WHAT YOU NEED TO DO:
Copy verbatim the part of the Barry Manilow concert review from "Barry Manilow is" up to and including "in the tank.".

GIVEN PASSAGE:
• • • • • • •

At Staples Center, Barry Manilow Brings On the Hits 'One Last Time': Concert Review
No Fanilow left disappointed as the 71-year-old singer delivered the songs that still make the whole world sing.
Barry Manilow is on what he’s dubbed his One Last Time trek and, at 71, he’s certainly earned the right to hang up his touring shoes, but if the show on Monday night at Staples Center was any indication, he still has plenty of gas left in the tank.
The concert got off to an energetic start with “It’s a Miracle,” and its fitting opening line, “You wouldn’t believe where I’ve been/the cities and towns I’ve been in,” as Manilow made quick use of a lighted-up ramp that extended into the audience (the front of the ramp later descended to the floor allowing Manilow to slow dance with an adoring fan during his cover of Glenn Miller’s “Moonlight Serenade.”

• • • • • • •

RECORD LIST:
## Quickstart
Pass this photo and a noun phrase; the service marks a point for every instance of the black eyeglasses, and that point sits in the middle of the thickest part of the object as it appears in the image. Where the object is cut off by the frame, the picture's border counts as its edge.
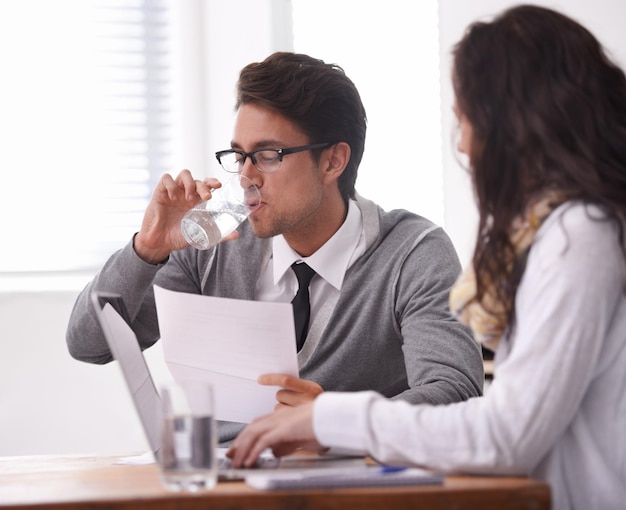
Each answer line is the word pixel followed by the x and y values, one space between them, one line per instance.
pixel 265 160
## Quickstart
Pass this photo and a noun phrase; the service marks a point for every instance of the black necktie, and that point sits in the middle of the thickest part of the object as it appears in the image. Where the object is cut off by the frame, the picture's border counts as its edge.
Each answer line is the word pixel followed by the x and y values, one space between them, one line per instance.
pixel 301 306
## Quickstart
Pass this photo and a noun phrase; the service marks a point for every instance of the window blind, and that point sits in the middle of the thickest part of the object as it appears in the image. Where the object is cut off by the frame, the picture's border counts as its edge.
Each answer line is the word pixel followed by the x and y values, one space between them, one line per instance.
pixel 87 126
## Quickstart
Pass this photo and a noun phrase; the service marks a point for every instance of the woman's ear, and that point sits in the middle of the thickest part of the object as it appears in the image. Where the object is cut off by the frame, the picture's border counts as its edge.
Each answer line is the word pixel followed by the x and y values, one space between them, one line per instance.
pixel 336 158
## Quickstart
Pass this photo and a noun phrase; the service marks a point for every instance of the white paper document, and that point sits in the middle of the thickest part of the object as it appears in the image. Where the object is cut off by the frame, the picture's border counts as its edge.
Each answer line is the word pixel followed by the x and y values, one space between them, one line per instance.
pixel 228 342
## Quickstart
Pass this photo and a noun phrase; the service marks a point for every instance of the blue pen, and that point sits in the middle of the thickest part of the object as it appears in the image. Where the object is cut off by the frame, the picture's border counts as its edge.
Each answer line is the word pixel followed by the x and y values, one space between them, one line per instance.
pixel 392 469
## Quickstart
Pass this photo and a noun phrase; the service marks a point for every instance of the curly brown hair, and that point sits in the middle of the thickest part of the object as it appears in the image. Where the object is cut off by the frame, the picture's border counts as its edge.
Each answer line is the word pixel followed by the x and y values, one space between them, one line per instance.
pixel 547 108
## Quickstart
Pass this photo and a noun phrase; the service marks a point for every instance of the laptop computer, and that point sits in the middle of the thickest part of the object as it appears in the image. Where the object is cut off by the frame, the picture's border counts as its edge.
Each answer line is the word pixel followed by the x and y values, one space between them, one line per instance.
pixel 114 321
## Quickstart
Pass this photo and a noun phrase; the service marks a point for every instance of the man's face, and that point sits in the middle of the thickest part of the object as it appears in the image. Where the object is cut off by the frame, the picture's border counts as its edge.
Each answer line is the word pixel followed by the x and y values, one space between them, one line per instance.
pixel 292 197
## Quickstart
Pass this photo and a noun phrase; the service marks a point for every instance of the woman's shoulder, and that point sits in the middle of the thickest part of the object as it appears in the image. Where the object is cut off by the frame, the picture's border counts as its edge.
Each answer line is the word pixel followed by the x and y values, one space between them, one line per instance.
pixel 579 231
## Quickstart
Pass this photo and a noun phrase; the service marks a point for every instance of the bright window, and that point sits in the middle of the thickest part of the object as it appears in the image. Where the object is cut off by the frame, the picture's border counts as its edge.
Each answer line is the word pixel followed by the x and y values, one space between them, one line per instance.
pixel 86 127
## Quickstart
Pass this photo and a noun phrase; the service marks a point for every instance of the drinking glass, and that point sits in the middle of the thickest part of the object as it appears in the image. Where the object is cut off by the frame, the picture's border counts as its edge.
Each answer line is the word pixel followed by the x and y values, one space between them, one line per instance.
pixel 188 452
pixel 207 223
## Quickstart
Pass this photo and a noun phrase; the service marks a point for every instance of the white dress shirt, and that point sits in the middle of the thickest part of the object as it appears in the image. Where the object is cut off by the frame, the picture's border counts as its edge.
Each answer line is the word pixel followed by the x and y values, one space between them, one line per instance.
pixel 278 283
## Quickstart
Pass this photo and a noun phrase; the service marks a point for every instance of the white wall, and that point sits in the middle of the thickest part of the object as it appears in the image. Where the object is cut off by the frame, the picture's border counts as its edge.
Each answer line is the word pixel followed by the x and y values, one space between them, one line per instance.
pixel 50 403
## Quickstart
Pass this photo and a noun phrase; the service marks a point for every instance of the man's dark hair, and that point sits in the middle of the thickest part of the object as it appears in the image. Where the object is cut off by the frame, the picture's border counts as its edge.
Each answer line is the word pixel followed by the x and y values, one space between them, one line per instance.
pixel 317 97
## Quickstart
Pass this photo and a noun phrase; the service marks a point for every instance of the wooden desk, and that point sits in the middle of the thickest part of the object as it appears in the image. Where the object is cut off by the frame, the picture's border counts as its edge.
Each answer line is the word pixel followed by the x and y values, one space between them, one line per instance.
pixel 98 483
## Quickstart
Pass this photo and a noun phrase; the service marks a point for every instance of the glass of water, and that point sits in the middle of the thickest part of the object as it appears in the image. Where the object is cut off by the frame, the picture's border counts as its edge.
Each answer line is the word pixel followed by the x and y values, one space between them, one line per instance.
pixel 188 452
pixel 210 221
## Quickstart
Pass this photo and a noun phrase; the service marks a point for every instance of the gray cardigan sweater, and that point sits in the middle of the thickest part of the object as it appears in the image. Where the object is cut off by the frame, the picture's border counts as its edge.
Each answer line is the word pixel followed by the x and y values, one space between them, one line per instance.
pixel 389 330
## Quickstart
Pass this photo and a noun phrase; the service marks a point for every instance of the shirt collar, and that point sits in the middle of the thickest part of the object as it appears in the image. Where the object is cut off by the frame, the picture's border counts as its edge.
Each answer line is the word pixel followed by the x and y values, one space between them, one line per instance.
pixel 333 259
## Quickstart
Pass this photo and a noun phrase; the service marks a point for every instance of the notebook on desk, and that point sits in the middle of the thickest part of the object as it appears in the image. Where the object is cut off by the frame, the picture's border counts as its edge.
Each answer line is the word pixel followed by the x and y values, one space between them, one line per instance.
pixel 122 341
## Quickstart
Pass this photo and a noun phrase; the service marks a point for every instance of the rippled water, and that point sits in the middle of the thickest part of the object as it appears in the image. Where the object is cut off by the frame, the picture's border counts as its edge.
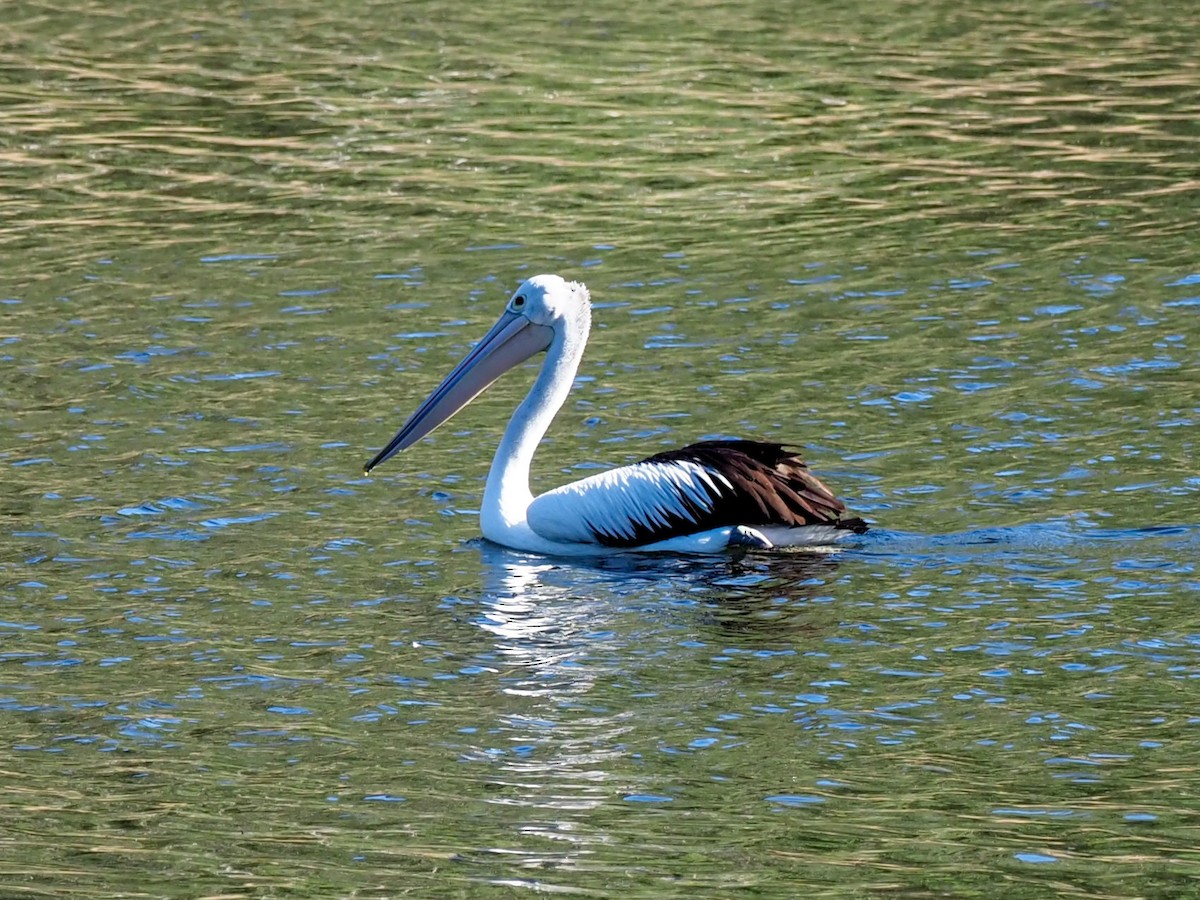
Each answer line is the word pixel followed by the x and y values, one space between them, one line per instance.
pixel 947 249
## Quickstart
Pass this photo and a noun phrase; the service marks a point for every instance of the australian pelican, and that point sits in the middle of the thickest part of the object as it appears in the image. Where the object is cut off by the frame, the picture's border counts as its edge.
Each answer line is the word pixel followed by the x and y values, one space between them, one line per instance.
pixel 703 498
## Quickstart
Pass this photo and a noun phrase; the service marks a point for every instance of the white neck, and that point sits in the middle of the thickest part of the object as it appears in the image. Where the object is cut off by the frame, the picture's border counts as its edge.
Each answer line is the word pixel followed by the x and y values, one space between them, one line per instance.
pixel 507 496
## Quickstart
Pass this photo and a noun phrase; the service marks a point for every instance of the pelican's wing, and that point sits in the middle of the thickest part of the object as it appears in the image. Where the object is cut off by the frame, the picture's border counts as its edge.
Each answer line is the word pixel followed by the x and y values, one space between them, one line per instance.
pixel 702 486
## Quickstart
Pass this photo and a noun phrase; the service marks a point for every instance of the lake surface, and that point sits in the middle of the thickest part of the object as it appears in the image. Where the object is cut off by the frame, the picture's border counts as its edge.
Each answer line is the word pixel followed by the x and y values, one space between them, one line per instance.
pixel 949 250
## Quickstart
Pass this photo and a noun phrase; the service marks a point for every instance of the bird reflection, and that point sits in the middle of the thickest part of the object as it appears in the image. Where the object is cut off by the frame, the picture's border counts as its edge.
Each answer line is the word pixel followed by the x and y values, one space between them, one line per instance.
pixel 562 621
pixel 582 651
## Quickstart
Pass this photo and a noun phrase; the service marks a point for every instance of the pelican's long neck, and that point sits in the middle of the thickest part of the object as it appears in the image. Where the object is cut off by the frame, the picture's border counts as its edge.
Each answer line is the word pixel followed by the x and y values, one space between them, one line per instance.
pixel 507 496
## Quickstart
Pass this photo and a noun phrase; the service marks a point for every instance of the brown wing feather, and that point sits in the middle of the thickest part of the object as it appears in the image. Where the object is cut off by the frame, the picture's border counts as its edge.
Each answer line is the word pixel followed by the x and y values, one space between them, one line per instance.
pixel 772 485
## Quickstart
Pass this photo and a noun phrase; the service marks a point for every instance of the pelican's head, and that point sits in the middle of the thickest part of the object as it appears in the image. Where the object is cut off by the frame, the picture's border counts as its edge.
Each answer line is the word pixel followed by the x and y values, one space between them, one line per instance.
pixel 552 301
pixel 543 310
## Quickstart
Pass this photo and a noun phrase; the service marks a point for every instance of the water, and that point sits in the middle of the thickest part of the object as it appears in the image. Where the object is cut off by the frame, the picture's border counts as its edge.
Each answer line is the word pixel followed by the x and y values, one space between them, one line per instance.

• • • • • • •

ANSWER FOR THIS EXERCISE:
Barry Manilow is on what he’s dubbed his One Last Time trek and, at 71, he’s certainly earned the right to hang up his touring shoes, but if the show on Monday night at Staples Center was any indication, he still has plenty of gas left in the tank.